_OBJECTIVE_.
Count the lines of the listing below that contain the string "parked", treating uppercase and lowercase as different. Reply with the number alone.

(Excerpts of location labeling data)
========================================================================

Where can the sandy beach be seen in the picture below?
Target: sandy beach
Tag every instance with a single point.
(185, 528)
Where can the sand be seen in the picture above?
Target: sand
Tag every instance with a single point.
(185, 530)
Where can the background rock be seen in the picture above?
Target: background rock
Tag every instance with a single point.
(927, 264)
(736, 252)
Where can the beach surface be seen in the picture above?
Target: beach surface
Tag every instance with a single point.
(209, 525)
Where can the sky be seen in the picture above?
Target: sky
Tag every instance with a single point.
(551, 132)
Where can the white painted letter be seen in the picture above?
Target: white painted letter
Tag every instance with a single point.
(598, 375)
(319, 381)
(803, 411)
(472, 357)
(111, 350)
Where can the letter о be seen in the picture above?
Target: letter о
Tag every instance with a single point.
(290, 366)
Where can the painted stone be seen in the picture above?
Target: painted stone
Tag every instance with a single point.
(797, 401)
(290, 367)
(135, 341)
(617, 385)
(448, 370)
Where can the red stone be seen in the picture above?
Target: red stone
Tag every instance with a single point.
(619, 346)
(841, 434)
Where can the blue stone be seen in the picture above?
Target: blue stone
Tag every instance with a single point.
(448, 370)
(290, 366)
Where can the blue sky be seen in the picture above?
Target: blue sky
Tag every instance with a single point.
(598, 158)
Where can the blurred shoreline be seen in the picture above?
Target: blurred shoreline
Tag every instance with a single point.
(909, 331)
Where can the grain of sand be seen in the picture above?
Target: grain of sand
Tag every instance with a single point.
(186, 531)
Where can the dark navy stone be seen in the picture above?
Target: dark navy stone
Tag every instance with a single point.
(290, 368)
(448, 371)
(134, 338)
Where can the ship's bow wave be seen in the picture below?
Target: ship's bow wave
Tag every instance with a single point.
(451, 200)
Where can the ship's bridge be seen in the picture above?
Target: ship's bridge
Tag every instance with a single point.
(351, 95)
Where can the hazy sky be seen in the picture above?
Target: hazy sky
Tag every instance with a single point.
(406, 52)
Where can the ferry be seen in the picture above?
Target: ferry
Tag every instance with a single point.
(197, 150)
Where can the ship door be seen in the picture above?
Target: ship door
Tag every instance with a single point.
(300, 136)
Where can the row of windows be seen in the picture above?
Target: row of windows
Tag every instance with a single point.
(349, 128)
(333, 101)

========================================================================

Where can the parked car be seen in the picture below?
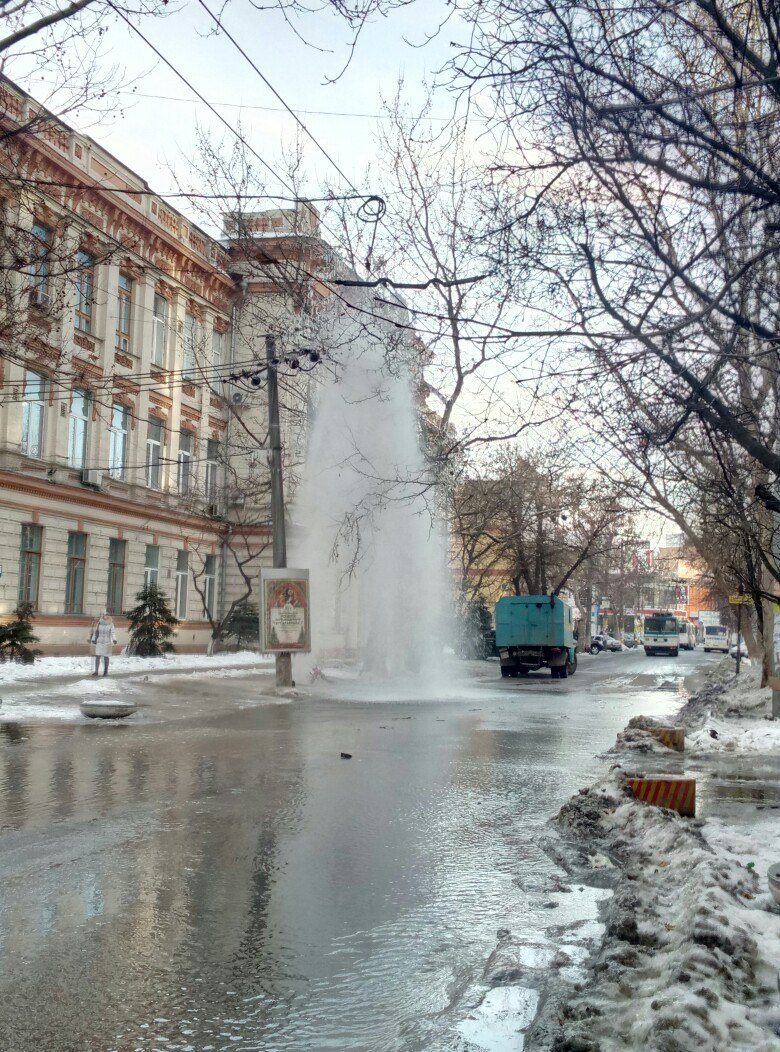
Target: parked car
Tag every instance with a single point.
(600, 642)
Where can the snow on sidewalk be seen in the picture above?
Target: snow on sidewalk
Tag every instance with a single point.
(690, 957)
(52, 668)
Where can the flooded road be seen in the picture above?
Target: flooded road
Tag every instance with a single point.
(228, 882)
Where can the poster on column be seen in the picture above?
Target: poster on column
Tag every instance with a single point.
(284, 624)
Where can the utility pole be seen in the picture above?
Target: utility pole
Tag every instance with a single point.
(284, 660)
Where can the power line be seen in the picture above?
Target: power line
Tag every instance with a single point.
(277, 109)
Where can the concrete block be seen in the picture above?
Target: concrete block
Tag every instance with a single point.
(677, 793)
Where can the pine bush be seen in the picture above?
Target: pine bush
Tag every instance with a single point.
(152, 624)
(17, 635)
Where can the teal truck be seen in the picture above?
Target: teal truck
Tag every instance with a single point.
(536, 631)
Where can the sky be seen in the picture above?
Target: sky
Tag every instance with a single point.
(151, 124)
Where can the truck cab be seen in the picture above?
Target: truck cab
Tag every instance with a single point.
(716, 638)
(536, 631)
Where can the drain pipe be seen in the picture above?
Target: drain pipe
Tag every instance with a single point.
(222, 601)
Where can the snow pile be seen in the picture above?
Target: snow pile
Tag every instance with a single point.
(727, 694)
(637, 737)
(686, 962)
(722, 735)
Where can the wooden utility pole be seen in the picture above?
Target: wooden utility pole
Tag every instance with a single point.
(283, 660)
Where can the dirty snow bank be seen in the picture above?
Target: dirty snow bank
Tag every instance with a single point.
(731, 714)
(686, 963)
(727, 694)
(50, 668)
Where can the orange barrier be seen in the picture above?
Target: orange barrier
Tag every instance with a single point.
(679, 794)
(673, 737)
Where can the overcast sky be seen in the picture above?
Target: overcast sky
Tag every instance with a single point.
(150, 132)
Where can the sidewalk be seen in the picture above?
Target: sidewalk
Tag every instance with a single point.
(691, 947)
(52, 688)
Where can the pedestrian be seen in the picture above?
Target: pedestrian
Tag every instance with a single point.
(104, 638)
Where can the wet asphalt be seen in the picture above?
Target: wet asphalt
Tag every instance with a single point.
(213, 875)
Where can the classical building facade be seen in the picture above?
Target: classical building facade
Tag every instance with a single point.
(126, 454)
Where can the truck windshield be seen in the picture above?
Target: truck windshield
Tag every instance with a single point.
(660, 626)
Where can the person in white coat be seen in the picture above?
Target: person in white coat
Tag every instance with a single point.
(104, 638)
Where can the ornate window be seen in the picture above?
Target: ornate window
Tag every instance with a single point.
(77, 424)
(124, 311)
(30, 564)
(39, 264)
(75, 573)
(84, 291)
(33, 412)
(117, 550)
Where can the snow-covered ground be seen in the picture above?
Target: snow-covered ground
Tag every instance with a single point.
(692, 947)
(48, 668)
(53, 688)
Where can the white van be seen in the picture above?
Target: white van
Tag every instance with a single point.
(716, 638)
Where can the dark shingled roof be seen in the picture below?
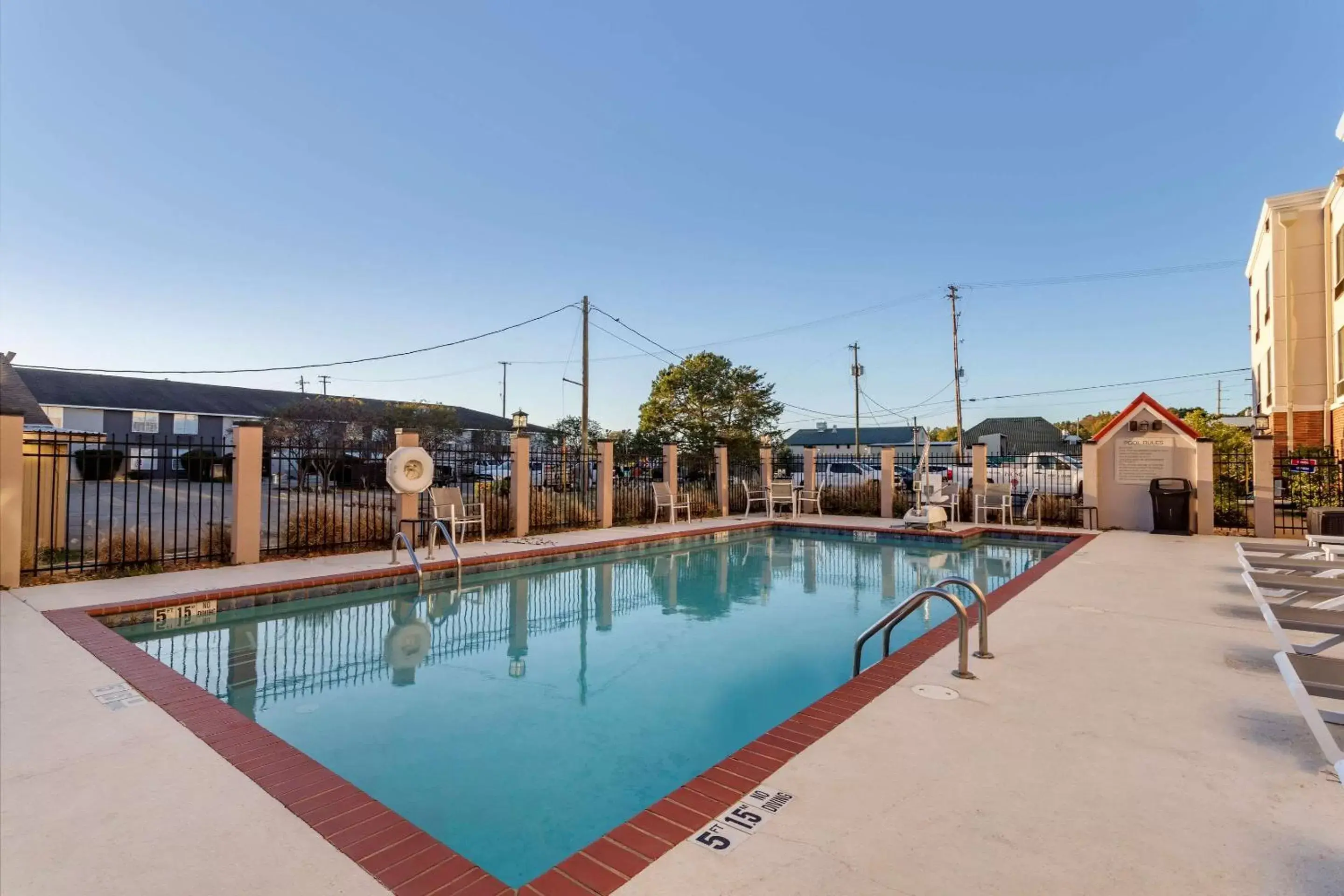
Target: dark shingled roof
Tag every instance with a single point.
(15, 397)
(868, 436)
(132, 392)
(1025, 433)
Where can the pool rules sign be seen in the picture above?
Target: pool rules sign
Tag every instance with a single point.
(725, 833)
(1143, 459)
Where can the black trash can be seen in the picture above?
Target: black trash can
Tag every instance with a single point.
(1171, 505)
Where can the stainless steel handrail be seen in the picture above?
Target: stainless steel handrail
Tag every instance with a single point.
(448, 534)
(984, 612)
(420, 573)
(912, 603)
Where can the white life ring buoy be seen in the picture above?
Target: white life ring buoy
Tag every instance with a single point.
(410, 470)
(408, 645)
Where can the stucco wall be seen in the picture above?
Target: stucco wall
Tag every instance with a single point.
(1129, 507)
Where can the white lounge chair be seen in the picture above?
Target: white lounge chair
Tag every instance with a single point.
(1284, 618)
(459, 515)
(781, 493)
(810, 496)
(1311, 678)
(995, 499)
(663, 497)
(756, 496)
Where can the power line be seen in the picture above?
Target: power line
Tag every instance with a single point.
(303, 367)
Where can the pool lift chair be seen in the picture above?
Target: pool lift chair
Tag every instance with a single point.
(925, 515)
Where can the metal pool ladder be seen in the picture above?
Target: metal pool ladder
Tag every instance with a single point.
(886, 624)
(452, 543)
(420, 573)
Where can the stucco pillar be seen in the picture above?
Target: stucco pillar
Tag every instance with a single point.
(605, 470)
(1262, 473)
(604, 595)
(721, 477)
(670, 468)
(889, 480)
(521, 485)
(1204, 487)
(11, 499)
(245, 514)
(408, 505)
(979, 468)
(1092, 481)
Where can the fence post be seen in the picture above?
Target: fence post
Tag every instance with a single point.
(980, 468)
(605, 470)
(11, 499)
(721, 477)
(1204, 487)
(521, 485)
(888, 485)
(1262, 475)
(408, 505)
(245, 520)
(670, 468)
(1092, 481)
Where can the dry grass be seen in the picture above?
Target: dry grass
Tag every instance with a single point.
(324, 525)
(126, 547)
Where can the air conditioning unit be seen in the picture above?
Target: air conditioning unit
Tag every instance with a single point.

========================================================================

_COMPLETE OUTPUT_.
2